• **Work to be completed**
Return all of the entries exactly as written.

• **Data listing**
--- BEGIN ---
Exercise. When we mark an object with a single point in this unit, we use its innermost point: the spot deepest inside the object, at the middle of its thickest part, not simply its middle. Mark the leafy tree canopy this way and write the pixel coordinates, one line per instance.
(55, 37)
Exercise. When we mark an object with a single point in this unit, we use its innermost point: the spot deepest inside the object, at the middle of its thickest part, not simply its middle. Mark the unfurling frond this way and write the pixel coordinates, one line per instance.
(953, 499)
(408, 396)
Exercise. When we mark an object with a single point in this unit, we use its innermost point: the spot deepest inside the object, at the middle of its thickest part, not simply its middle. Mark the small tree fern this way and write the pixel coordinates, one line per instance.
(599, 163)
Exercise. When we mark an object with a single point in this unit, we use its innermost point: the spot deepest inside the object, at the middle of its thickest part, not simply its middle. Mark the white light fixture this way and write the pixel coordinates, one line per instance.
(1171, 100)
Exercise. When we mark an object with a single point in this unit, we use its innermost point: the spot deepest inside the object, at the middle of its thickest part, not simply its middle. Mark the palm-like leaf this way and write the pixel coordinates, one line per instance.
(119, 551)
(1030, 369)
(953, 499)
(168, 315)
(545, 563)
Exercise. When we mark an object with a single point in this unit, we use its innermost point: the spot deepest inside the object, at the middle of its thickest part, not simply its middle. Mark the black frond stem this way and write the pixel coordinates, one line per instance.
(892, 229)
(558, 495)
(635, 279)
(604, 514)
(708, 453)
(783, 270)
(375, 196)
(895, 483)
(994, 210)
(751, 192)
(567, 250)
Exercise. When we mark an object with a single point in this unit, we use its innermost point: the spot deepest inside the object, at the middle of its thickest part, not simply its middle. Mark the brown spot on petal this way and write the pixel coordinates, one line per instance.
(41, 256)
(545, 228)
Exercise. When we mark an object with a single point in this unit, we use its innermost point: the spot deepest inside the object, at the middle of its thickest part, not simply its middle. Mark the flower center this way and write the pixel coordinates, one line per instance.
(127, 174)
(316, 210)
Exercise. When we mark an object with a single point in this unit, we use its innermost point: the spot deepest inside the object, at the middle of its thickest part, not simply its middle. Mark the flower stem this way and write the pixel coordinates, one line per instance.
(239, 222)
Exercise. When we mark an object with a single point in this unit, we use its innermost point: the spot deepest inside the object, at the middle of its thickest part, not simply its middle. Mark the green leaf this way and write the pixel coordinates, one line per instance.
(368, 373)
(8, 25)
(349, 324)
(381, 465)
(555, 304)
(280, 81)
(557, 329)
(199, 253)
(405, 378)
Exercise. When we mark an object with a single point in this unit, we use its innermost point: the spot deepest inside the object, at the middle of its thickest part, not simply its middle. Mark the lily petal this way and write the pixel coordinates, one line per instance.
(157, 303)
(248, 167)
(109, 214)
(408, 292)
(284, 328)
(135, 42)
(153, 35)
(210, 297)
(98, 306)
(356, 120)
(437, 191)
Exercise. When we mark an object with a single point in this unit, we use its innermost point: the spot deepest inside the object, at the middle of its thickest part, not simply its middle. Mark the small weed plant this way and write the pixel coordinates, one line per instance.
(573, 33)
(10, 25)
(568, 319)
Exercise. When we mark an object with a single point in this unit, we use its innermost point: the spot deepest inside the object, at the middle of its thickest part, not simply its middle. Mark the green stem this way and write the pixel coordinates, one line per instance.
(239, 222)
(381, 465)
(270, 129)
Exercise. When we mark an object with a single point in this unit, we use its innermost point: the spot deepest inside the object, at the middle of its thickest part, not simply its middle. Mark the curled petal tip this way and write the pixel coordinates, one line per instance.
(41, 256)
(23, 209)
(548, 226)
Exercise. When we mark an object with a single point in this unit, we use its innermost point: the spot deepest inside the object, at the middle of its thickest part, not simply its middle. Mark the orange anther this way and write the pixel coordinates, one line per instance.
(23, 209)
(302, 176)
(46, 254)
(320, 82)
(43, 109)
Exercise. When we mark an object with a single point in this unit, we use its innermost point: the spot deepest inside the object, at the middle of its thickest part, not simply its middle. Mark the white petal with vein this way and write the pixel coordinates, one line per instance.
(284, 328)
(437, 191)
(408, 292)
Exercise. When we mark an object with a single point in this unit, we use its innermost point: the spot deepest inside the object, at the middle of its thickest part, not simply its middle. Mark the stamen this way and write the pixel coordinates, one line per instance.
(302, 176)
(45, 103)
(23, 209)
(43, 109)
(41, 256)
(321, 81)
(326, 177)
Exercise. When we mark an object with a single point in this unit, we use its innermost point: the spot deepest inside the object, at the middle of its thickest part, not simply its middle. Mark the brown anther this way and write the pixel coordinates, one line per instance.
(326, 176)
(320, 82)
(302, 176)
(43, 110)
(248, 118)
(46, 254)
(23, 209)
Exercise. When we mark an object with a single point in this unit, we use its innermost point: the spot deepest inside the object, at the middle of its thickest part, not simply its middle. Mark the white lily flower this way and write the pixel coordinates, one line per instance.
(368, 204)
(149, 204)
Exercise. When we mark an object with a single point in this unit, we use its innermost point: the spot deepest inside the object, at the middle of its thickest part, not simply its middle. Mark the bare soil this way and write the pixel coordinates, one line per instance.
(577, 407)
--- END ---
• **Correct response**
Exercise. When we mark an object with a single point in this unit, we use its innermost point: the spot deepest inside the object, at the middle of its thickest part, not simply its middle. Mark the leafy tree canopy this way and write the pixel coordinates, one line per instance.
(55, 37)
Exercise. When we mark an object with a single point in this unit, we use its innermost point: the spot deepest inside the object, at the middle of its thickest part, not simply its middle. Mark the unfurling frond this way and write the pixel coordinates, one line per instance.
(953, 499)
(408, 396)
Exercise. When we mark an object with a single point in this unit, we use its innermost point: the spot deepest inside the object, at the middle of its thickest part, not simply its middle. Mark the small tree fern this way and write the pixel coordinates, one line per instance.
(599, 163)
Exercise. When we mark an object with a single point in this unit, we use its innermost point: the spot deepest inside the object, at the middle of its thickest part, not simply its middle. Mark the white light fixture this way and write the pixel coordinates, one line per instance.
(1171, 100)
Exercise. When we mark an object with a single point in this unit, we use its innermost point: the spot deepest inside the object, at the middle of its thickest part, not simply its middle. Mark the palm-like leaf this way and write the pixel coordinates, one line per instance.
(119, 551)
(1030, 369)
(953, 499)
(168, 315)
(545, 563)
Exercise. When we mark an object with a single point in this unit, we use its innermost point: the spot deepest inside the object, at the middle of its thickest part, not simply its middle. Mark the black frond stem this way and write the pixel coordinates, one line per instance.
(892, 229)
(558, 495)
(635, 279)
(604, 514)
(708, 453)
(783, 270)
(375, 196)
(895, 483)
(994, 210)
(751, 192)
(567, 250)
Exercise. When we mark an object with a single point in this unit, we use its innermost point: the spot deepest inside the object, at the middle of its thickest part, not simply its middle. Mark the brown spot on petal this way and write the pixel coordinates, one line per instance.
(41, 256)
(545, 228)
Exercise. When we mark an object with a single point in this unit, we use its innermost point: the spot deepest inside the object, at the middle of its thickest part, not simply its middle. Mark the flower center this way and write the pixel coordinates, one line per instance.
(127, 174)
(316, 210)
Exercise. When we mark an object with a single point in this unit, we use its innermost point: the spot deepest inside the object, at the middle of its thickest part, not simply its middle. Mark the flower stem this way and write the pixel coordinates, one line per instance.
(239, 222)
Exercise. When we mark an object with a single point in this unit, we use its innermost point: the spot deepest inside the object, at the middle of its thickest part, not simply its middle. Mark the green leaf this way and write the pixel coordinates, one line per instance.
(368, 373)
(8, 25)
(349, 324)
(381, 465)
(555, 304)
(280, 81)
(557, 329)
(199, 253)
(405, 378)
Exercise. When we mark an object with a single point in this unit, we use its innermost point: the spot deepest inside the object, at the middle of its thickest part, not simply its middle. Mark the lily petal this way and write the pixel coordinates, one line per instance.
(157, 303)
(248, 167)
(109, 214)
(408, 292)
(284, 328)
(135, 42)
(153, 35)
(210, 297)
(98, 306)
(356, 120)
(437, 191)
Exercise. When we mark an object with a single point in this unit, we use its innermost point: the spot deepest inside the object, at the middle of its thickest part, not simply its middle. Mark the small weed plant this way and write the pixel coordinates, one line per instance.
(573, 33)
(10, 25)
(568, 319)
Exercise. When we mark an object with a single point in this unit, we use its innermost point: the spot deepest inside the object, at the middle of its thickest part, not simply its middle. Mark the green stem this way and write the pixel coordinates, one line per instance.
(239, 222)
(381, 465)
(270, 129)
Exercise. When we mark an object with a single point in this unit, we use its innermost point: the spot deepest inside the object, at the middle of its thickest part, not simply its middle. Mark the curled petal tip this way and write the pixel coordinates, one line per instance.
(41, 256)
(23, 209)
(548, 226)
Exercise. When we mark an object with a single point in this unit, we use its innermost point: the spot deepest inside the object, at the middle of its thickest part, not simply its middle. Mark the orange anther this way and write the pixel coordinates, one line per instance.
(23, 209)
(302, 176)
(46, 254)
(320, 82)
(43, 109)
Exercise. When we mark an object with a single point in this unit, we use its innermost point: the spot deepest inside the object, at the middle of its thickest part, not simply its middle. Mark the white petal with vein this way and write the pixel coordinates, one line per instance.
(284, 328)
(437, 191)
(408, 292)
Exercise. When we mark an object with a single point in this unit, we use its innermost point: the spot deepest inside the object, at the middle of its thickest part, not simply its middle. Mark the stamen this way and write the pixel coordinates, one line per instance.
(302, 176)
(45, 103)
(23, 209)
(43, 109)
(41, 256)
(321, 81)
(326, 177)
Exercise. When we mark an object with a single point in this unit, we use its innermost point: the spot deepest inside the object, at the middle of its thickest part, not simply its middle. Mark the brown anther this way and write the pixel coordinates, one line per instance.
(326, 176)
(320, 82)
(302, 176)
(43, 110)
(248, 118)
(46, 254)
(23, 209)
Exercise. When we mark an object with a single point in this unit, we use its innermost point: the spot deepest inside the object, at the middle of its thickest part, not simply its middle. Mark the white lily flower this way and write the pixel coordinates, one line per instance.
(368, 204)
(149, 204)
Exercise. When we mark an object with a single point in this unit, we use its innermost point: the spot deepest inside the object, at the middle of its thickest part, not simply its middle. Mark the bare soil this way and write the pixel coordinates, one line per instance.
(577, 407)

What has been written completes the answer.